### Task goal
Copy each of the records below word for word, keeping every line.

---------- Data provided ----------

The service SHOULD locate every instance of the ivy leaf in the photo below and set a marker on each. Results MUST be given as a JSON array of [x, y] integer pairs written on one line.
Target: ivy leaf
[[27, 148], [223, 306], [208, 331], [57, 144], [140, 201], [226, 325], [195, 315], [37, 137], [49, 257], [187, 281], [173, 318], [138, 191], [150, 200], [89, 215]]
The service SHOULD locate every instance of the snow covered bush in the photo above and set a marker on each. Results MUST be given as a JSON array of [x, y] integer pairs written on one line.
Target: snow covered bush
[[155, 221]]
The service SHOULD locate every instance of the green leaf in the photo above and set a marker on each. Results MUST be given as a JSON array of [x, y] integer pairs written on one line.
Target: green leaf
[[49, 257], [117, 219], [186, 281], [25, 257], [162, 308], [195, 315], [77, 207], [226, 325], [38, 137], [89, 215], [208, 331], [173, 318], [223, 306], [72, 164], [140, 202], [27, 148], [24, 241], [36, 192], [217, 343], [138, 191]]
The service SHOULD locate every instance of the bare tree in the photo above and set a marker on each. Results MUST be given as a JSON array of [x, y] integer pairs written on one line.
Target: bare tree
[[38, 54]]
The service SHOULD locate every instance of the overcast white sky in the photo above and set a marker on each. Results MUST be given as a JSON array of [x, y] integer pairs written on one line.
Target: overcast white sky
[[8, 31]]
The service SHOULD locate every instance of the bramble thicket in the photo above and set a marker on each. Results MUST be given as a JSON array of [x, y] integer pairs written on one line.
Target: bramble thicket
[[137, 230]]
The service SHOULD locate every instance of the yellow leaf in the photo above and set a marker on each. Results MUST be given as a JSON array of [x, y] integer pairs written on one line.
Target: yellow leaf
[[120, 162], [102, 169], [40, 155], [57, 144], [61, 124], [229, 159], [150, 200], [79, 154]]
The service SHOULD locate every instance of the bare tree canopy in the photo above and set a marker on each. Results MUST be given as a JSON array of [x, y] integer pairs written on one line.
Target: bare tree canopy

----------

### Answer below
The service SHOULD locate every instance of the ivy leaf in the photo below and set a marker on each. Results MUST be given as a JSON array of [x, y] integer pairs written on one line.
Target: ivy leaf
[[27, 148], [223, 306], [208, 331], [57, 144], [140, 201], [226, 325], [195, 315], [37, 137], [49, 257], [187, 281], [173, 318], [138, 191], [150, 200], [89, 215]]
The service SHOULD locate every instance of the snow covered bush in the photo above and set a marker on each. Results MUST be given as a JSON array of [x, y] integer pairs written on one line.
Target: snow covered bush
[[155, 221]]
The service SHOULD locate every instance of the green leaf in the photo above and set a marker on each. Results MUST be given as a JSON array of [x, y] integer pairs written on one line.
Target: green leaf
[[49, 257], [117, 219], [186, 281], [25, 257], [162, 308], [195, 315], [77, 207], [226, 325], [38, 137], [89, 215], [208, 331], [173, 318], [223, 306], [72, 164], [140, 202], [27, 148], [24, 241], [36, 192], [217, 343], [138, 191]]
The service SHOULD locate every instance of the bare tree in the photo above and set a marker on each. Results MUST be given as a JSON array of [x, y] integer pairs written on one line.
Target: bare tree
[[38, 54]]
The service SHOULD locate every instance of the overcast white sky in the photo above and set a marker on each. Results MUST be given as a JSON array of [x, y] integer pairs written on one line.
Target: overcast white sky
[[8, 31]]
The service SHOULD locate every instance of the bramble thicket in the photo above and set a marker on each. Results MUST be given as a JSON array of [x, y] integer pairs written on one line.
Target: bramble thicket
[[137, 230]]
The service SHOULD locate every instance of the yellow leaf in the photo above and set a marker on each. Results MUST be given as a JSON array of [x, y] integer pairs written on one line.
Target: yellow leaf
[[120, 162], [102, 169], [40, 155], [57, 144], [61, 124], [229, 159], [150, 200], [79, 154]]
The service SHOULD locate every instance of the bare tree canopy in the photo above and set a marker on each. Results MUST be given as a JSON array of [x, y] integer pairs written on one line.
Target: bare tree canopy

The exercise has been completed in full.